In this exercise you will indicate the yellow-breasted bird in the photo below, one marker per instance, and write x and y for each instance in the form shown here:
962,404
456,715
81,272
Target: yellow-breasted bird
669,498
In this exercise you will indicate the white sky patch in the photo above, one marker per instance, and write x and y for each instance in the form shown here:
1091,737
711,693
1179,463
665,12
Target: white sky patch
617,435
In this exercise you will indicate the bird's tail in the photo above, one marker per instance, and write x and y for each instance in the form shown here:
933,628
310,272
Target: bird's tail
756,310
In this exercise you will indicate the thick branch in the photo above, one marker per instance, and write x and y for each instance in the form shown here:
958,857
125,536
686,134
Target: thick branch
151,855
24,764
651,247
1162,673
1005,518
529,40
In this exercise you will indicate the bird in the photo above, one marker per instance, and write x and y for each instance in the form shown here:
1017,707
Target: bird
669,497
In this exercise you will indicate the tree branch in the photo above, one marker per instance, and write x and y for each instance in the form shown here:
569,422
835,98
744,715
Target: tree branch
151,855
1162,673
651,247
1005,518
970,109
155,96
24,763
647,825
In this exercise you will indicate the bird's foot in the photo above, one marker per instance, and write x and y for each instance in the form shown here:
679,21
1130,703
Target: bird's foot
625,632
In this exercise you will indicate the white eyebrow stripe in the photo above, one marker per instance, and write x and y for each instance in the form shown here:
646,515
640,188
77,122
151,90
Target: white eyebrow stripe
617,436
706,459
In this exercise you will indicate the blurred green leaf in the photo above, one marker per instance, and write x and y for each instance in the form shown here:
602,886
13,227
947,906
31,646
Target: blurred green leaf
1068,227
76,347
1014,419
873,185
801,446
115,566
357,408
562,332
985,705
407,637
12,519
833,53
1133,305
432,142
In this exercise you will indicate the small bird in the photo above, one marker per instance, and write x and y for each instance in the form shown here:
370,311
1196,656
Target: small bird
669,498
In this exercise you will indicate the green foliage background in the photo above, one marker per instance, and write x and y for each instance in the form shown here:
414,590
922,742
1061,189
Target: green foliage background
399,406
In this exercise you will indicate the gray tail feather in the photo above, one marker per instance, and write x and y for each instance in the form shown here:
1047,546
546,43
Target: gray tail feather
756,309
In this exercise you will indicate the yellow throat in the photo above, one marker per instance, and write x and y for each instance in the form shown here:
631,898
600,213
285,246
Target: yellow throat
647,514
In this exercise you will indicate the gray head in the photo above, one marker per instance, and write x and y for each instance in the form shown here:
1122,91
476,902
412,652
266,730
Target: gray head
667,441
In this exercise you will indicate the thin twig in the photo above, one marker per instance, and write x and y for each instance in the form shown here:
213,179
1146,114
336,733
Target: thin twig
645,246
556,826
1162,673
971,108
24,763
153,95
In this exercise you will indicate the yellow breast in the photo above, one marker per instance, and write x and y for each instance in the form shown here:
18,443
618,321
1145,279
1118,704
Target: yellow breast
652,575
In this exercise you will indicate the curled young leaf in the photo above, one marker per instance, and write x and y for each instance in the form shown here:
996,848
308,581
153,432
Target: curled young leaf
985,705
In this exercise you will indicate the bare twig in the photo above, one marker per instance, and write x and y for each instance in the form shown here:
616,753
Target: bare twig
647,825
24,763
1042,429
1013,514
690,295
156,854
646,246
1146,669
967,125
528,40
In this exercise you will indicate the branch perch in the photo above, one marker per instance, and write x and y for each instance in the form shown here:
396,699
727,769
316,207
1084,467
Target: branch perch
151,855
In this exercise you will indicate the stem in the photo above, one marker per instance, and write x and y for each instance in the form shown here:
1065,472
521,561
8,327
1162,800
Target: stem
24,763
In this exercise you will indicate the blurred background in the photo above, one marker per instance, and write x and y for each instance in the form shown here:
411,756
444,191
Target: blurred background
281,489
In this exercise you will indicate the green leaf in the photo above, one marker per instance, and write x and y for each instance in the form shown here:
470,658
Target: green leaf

:::::

> WORK ITEM
Repeat all of the records above exactly as written.

> SOLUTION FOR THIS TASK
In this exercise you will indicate the yellow-breasted bird in the photo below, one marker per instance, and write x and y for each instance in the form shown here:
962,404
456,715
81,272
Target: yellow-breasted bird
669,498
In this exercise you will indicate the white sky patch in the photo above, one marker per instance, and write x and y for each instance in the form shown here:
1091,737
711,693
1179,463
665,12
Target: white sky patch
617,435
In this exercise you will indicate the bird's tail in the photo above, one marker per instance, and write x and y for each instance in the form shown here:
933,628
310,272
Target: bird's tail
756,310
In this exercise you will indicate the thick branch in the photo above, one marker per instance, and write x and y for each instance in the form shown here:
958,857
125,536
686,134
Target: thick branch
151,855
24,764
651,247
1162,673
1005,518
529,40
In this exercise you will indicate the bird in the photo above, one marker per instance, and write x and y for each instance in the form shown here:
1017,707
Target: bird
669,497
In this exercise you will indicate the tree branch in the photo above, one marker per instance, and write x and y for each instance in the form shown here:
569,422
835,98
744,715
Target: tree branch
151,855
1162,673
651,247
1005,518
970,109
155,96
24,763
647,825
In this exercise you will indicate the bird's foot in the photo above, one marker per instance, and write x and y for each instance in the form shown here:
679,21
1130,703
Target: bird's foot
625,632
In this exercise you will indicate the white eyebrow stripe in the photo above, one marker per instance, and write x and y for each instance in the form shown here:
646,515
640,188
77,122
151,90
Target: white eyebrow stripe
617,436
706,459
In this exercise you will indicate the blurred green leaf in the photo above, one marker per instance, and write x and y for each instance in the form shown here:
602,886
13,227
947,906
31,646
Target: blurred green leaf
1068,227
76,347
1014,419
873,185
801,446
115,566
357,408
562,332
985,705
407,637
12,519
833,53
1133,305
432,142
In this exercise you will indicate the small bird in the photo above, one marker per instance, and write x and y for each instance in the form shown here:
370,311
1196,656
Target: small bird
669,498
In this exercise you will indicate the green foliage background in the photo above, one marker per instance, and write x and y for each instance in the form shown here:
414,590
922,742
1061,189
Target: green foliage background
399,406
In this exercise you will indicate the gray tail feather in the photo above, one marker per instance, and write x and y for each instance in the form shown here:
1047,546
546,43
Target: gray tail feather
756,309
In this exercise you will indicate the yellow throat in the photo above, one marker per instance, and write x and y for each instance in the form shown here:
631,898
600,213
285,246
Target: yellow throat
647,514
In this exercise you will indicate the gray head in the photo above, one marker per instance, and write x and y for each instance in the form shown here:
1122,91
476,902
412,652
266,730
Target: gray head
667,441
In this exercise you will indicate the thin twig in the photo above, one marker per instance, and write x and y for each instance in the form shown here:
213,179
1146,114
336,733
Target: thin twig
645,246
556,826
1162,673
971,108
24,763
153,95
In this exercise you will indicate the yellow breast in the photo above, one marker per instance, and write x and y for each instance in the form shown here:
18,443
618,321
1145,279
1118,704
Target: yellow breast
652,575
In this exercise you will indicate the curled young leaf in the photo above, one marker per instance, and write x and y for each instance in the form shown here:
996,848
308,581
153,432
Target: curled young leaf
985,705
In this exercise you will indicate the bare twig in the photo above, one marker per instance, and write x and y for each instance in the form shown here:
616,753
Target: bare twig
647,825
24,763
1042,429
1013,514
690,295
156,854
646,246
1146,669
967,125
528,40
In this exercise you will indicate the branch perch in the photo above, one marker per instance, and write x and y for each instance in the form shown here:
396,699
727,769
316,207
1084,467
Target: branch perch
151,855
In this exercise you will indicate the stem in the photo above, one marker per instance, and write x and y for each instance in the form shown here:
1065,472
521,561
8,327
1162,800
Target: stem
24,763
In this exercise you will indicate the blurred background in the photo above, one marker per instance, and write x and y for each instance in the form shown here:
411,756
444,191
Target: blurred background
281,489
In this exercise you will indicate the green leaf in the photo above, one marker per instance, and write x and y for each instance in the form shown here:
470,658
Target: green leaf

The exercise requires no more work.